* BEGIN ARTICLE *

Black, American histories intertwined

Leonard Pitts Jr. Miami Herald

Mark was surprised at his own ignorance.

He’s a reader who e-mailed me in response to my recent column about lynching. “If someone had asked me to estimate how many people were lynched between 1865 and 1960,” he said, “I think I would have guessed around 75.

“I am struggling with getting my brain around the number 4,700 in your column. … Appalled and disgusted doesn’t come close to describing my thoughts.

“But astounded as I was to see that number in your column, I am also stunned by my ignorance. … Most people would consider me fairly well informed. I went to college; I read the newspaper. The mainstays of my TV diet are PBS and the History Channel. … Yet I was completely ignorant of 4,700 lynchings.”

I thought of Mark when I heard about John Perzel. He is speaker of the Pennsylvania State House and a critic of the Philadelphia School District’s recent decision to make black history a required course.

Perzel has questioned the idea of singling out this history over that of other groups. The schools, he said, would be better off concentrating on “basic reading, writing and arithmetic. Once we have them down pat,” he told the Philadelphia Inquirer, “I don’t care what they teach. … Students should understand basic American history before we go into African American history.”

Which suggests that not only should there be a required course in African-American history, Perzel should sign up ASAP.

To begin: Can we dispense with this false equivalency between the black experience and that of other American ethnic and racial groups? I hate to play “my ordeal was worse than yours,” because I think that demeans all our ancestral passages. But the fact is, nobody – with the singular exception of the American Indian – suffered in this country as blacks did. Our experience here is unique and uniquely telling. So the notion that a black history class requires a counterbalancing class in Irish-American history is but a diversionary lie.

* END ARTICLE *
* BEGIN EXTRACTED INFORMATION *

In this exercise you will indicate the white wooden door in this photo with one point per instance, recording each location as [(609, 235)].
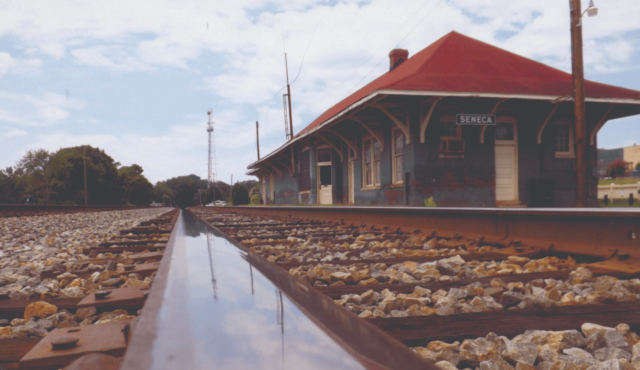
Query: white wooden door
[(506, 177), (506, 155), (352, 196), (325, 194), (324, 188)]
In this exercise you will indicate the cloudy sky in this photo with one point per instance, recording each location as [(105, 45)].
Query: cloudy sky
[(136, 77)]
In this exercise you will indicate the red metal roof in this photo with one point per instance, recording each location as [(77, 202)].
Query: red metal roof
[(457, 63)]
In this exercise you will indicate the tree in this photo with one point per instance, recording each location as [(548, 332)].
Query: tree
[(135, 187), (67, 176), (183, 189), (35, 179), (212, 194), (240, 195), (9, 193), (617, 168)]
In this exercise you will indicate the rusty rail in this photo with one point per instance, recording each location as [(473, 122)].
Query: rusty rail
[(603, 241)]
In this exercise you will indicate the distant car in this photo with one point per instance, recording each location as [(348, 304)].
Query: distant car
[(217, 203)]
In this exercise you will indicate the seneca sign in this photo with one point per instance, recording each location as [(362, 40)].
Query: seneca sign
[(475, 119)]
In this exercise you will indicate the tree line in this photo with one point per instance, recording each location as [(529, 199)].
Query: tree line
[(43, 177)]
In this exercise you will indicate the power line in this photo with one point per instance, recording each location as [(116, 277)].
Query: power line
[(303, 57), (305, 52), (407, 35)]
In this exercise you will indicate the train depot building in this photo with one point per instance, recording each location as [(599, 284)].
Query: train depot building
[(461, 123)]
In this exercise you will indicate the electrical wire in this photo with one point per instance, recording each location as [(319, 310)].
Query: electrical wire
[(381, 60), (308, 45), (303, 57)]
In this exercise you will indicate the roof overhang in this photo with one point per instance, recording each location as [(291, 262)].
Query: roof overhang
[(387, 92)]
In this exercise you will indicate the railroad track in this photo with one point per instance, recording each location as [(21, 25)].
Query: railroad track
[(13, 210), (387, 289), (49, 332), (458, 292)]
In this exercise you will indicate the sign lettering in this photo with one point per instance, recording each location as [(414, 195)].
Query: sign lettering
[(475, 119)]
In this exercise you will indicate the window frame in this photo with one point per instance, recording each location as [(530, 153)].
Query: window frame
[(568, 154), (306, 148), (375, 169), (394, 155), (449, 118)]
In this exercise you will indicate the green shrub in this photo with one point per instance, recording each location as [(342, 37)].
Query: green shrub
[(240, 195)]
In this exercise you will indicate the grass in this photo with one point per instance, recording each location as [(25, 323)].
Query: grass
[(619, 203), (618, 181)]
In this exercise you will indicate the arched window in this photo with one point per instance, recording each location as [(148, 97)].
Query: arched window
[(370, 162), (397, 162), (305, 174), (451, 143), (564, 138)]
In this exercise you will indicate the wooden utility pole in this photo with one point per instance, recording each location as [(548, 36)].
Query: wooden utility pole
[(582, 180), (258, 140), (84, 159), (289, 99)]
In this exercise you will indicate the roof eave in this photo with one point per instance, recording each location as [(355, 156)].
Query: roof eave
[(374, 94)]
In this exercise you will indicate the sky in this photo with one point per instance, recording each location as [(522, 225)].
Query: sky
[(136, 77)]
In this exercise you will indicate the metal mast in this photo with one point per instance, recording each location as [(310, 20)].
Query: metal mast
[(212, 152)]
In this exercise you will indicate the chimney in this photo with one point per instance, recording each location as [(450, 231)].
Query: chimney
[(397, 56)]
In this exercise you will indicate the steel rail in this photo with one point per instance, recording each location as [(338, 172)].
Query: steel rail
[(593, 232), (18, 210)]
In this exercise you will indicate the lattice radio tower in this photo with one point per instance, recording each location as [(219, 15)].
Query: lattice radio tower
[(212, 152)]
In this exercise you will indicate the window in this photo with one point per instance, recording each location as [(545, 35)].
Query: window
[(451, 143), (324, 155), (398, 150), (564, 139), (305, 175), (371, 162), (449, 129)]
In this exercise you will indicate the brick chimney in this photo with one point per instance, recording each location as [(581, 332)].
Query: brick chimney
[(397, 56)]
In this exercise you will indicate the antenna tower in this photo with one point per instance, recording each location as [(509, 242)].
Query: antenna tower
[(212, 152)]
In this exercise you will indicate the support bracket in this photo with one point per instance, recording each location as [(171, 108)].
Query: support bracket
[(542, 125), (375, 133), (350, 144), (339, 150), (404, 126), (598, 126), (424, 121), (483, 128)]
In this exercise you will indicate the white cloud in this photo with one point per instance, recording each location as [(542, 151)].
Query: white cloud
[(13, 132), (27, 110), (243, 41), (10, 64), (110, 57)]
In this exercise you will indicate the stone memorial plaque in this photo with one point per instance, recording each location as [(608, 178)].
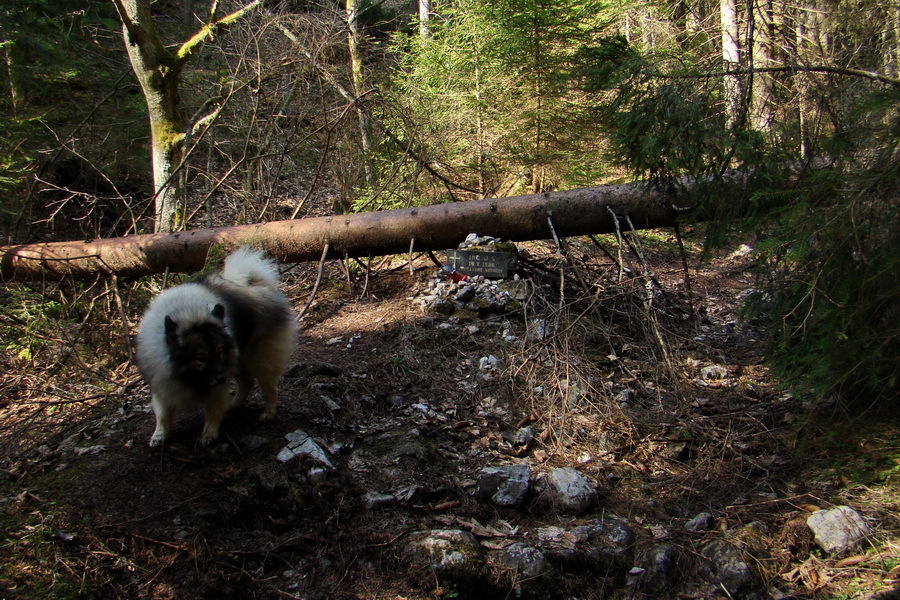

* END EXTRACTED INFORMATION *

* EXERCISE INSTRUCTIONS
Summarize the column above in two sentences.

* EXERCISE OUTPUT
A reader named Mark wrote that he was stunned by his own ignorance after learning from an earlier column that 4,700 people were lynched between 1865 and 1960, when he would have guessed about 75. The writer recalls Mark on hearing that Pennsylvania House Speaker John Perzel criticized the Philadelphia School District's decision to require black history, and argues that Perzel should take the course himself, since nobody except the American Indian suffered in this country as blacks did, so the idea of balancing classes on other groups is a diversionary lie.